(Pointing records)
━━━━━━━━

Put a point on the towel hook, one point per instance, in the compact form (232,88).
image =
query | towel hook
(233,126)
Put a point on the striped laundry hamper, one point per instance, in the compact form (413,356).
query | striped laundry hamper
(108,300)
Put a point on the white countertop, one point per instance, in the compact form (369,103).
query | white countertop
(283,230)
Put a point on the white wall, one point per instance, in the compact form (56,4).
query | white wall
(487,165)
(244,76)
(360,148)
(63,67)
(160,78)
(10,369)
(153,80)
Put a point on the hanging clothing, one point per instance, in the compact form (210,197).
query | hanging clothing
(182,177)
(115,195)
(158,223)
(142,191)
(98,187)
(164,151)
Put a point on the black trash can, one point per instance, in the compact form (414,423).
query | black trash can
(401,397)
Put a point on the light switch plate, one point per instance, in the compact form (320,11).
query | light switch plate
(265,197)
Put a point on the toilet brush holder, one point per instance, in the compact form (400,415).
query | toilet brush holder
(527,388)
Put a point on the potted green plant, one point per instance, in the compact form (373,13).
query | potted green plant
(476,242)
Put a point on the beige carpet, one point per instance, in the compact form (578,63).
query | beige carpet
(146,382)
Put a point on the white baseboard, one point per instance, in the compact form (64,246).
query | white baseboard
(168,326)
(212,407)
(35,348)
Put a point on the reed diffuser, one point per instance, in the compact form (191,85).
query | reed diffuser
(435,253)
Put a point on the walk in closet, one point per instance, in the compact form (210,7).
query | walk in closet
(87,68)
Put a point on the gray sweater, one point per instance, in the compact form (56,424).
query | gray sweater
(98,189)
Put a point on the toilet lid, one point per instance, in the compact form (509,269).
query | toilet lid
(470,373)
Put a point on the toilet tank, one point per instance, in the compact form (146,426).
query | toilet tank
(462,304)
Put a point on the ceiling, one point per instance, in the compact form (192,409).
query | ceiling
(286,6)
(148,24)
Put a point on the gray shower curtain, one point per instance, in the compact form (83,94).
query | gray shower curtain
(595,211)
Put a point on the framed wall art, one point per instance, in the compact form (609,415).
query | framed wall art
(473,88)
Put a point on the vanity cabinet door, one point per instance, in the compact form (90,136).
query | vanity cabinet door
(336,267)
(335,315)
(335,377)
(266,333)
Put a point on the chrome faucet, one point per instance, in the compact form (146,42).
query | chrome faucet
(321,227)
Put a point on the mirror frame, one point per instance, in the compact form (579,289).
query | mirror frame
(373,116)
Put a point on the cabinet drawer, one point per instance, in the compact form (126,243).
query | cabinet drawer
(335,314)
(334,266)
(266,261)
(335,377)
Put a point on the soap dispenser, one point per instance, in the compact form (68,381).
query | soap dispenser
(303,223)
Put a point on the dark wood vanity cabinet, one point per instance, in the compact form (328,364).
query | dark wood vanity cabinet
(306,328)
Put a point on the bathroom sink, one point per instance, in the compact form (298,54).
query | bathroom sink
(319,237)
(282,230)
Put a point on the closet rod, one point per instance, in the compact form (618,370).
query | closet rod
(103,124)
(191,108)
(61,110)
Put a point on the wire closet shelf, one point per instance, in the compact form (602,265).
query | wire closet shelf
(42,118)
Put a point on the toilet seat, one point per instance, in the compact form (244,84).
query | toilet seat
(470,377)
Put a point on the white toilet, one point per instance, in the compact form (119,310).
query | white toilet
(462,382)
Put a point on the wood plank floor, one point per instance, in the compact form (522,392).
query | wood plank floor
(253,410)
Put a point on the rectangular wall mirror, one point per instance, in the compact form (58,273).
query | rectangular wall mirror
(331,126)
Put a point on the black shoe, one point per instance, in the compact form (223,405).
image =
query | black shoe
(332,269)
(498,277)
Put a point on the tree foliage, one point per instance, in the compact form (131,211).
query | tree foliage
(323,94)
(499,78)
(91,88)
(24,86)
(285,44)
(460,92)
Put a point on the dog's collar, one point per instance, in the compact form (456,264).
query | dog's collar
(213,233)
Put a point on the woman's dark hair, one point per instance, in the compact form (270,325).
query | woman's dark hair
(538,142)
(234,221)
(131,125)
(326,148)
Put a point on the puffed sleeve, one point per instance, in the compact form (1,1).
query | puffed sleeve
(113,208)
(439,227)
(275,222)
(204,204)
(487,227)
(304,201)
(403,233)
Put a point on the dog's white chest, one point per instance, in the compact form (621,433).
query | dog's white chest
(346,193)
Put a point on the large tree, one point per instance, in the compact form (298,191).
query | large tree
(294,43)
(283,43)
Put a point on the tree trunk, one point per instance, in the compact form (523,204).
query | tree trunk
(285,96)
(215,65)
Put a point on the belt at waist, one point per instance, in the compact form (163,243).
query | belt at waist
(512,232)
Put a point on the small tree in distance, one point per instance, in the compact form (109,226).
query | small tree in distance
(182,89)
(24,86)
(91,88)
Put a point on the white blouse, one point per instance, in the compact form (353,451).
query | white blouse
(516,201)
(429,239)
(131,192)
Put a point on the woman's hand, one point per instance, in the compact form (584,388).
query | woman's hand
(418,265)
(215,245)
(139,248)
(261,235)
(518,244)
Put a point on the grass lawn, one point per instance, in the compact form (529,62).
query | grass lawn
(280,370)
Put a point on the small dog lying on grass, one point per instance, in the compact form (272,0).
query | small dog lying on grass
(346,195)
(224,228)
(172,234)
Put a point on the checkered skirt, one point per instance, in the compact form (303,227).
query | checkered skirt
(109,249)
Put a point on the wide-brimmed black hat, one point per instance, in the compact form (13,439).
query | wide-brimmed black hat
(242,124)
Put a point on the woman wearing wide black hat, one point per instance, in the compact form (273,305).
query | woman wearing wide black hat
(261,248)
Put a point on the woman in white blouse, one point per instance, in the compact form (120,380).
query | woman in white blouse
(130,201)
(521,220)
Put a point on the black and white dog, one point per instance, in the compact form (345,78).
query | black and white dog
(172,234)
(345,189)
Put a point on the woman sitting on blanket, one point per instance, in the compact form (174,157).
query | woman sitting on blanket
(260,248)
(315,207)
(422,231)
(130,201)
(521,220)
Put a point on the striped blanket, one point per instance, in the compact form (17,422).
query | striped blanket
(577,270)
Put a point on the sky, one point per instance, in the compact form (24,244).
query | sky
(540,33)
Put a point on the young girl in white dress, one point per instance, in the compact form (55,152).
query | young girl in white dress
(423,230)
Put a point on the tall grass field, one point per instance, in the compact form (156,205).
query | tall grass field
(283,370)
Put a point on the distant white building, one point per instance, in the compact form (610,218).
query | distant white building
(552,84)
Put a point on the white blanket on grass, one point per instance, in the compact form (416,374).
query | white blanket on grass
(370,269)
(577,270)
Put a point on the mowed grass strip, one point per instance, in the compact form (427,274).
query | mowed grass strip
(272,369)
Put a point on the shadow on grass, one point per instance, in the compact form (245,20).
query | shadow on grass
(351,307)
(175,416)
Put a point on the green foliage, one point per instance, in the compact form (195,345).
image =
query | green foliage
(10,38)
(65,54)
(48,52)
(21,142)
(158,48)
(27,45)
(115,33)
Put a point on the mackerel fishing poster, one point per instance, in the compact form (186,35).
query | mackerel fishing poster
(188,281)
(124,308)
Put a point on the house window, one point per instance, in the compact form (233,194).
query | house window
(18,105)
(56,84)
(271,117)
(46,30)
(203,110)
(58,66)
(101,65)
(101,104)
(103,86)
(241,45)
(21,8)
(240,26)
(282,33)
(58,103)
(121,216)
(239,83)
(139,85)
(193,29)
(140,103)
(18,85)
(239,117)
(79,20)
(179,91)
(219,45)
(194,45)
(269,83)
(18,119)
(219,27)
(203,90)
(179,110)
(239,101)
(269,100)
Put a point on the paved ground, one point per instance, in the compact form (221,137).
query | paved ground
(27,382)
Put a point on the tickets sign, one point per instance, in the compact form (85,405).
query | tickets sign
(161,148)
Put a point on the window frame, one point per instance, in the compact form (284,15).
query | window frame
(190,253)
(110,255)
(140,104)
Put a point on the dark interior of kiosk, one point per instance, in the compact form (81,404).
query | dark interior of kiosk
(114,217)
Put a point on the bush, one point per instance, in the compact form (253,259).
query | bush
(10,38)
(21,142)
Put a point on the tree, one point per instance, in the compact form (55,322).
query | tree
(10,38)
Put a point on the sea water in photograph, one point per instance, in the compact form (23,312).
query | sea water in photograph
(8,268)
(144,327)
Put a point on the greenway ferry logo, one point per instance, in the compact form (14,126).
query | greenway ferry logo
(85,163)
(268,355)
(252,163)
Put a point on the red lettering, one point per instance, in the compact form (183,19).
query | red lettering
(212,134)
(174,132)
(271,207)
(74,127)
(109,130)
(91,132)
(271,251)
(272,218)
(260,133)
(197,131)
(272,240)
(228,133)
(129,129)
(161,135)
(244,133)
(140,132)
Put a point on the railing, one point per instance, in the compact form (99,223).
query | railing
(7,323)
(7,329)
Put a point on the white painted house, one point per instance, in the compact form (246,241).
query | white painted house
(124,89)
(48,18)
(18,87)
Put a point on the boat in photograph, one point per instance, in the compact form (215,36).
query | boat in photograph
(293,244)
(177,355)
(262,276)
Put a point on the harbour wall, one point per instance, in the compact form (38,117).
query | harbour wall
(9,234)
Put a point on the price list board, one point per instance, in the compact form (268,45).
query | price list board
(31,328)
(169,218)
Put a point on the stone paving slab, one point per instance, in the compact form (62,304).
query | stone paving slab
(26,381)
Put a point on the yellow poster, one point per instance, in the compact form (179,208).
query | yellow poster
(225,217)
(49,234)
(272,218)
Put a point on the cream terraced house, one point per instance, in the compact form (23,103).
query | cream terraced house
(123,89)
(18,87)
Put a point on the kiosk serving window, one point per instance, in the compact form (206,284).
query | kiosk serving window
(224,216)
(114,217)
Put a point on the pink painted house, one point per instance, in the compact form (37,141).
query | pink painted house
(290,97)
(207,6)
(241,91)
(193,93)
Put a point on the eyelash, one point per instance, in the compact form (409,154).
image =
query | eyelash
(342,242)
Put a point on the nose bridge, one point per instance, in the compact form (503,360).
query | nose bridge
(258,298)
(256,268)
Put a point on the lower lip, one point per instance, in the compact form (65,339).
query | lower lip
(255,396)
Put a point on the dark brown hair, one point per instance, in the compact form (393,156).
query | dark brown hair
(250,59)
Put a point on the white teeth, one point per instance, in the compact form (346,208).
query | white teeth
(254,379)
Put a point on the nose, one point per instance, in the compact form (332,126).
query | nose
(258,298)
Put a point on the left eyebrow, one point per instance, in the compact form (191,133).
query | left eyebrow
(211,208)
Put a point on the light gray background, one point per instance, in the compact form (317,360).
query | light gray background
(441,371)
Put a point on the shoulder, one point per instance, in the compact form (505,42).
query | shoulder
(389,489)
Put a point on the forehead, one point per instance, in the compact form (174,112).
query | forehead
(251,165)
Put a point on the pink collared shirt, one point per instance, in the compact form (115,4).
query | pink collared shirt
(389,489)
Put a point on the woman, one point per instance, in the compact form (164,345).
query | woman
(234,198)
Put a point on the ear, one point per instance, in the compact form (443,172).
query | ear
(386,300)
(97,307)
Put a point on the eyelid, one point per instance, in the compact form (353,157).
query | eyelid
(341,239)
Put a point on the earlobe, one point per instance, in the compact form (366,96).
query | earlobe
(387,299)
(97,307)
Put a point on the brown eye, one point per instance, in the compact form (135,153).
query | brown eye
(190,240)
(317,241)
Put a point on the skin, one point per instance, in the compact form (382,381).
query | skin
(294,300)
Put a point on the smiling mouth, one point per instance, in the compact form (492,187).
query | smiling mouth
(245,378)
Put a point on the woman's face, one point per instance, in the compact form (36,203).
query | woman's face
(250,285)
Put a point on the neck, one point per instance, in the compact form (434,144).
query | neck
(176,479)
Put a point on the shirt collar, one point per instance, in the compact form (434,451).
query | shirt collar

━━━━━━━━

Print again the material above, limited to the lines from the one holding "Put a point on the ear, one" through the last, inclusive.

> [Task solution]
Put a point on the ear, one point per instance, in the compact form (443,172).
query | ear
(386,300)
(97,307)
Put a point on the eyelid, one point per instance, in the compact form (353,157).
query | eyelid
(341,239)
Put a point on the earlobe, one point per instance, in the compact form (366,96).
query | earlobe
(387,299)
(97,307)
Put a point on the brown eye, one point per instance, in the compact form (135,153).
query | brown eye
(190,240)
(317,241)
Put a point on the skin, one point per instance, in the compact form (382,381).
query | skin
(294,300)
Put a point on the smiling mouth, one point per instance, in the compact form (492,187).
query | smiling mouth
(245,378)
Put a point on the woman's face, one point per instance, in the compact form (36,203).
query | woman's face
(250,285)
Put a point on the neck, one point per instance, in the compact form (434,144).
query | neck
(176,479)
Put a point on the shirt collar, one point per instance, in the compact form (434,451).
query | shirt collar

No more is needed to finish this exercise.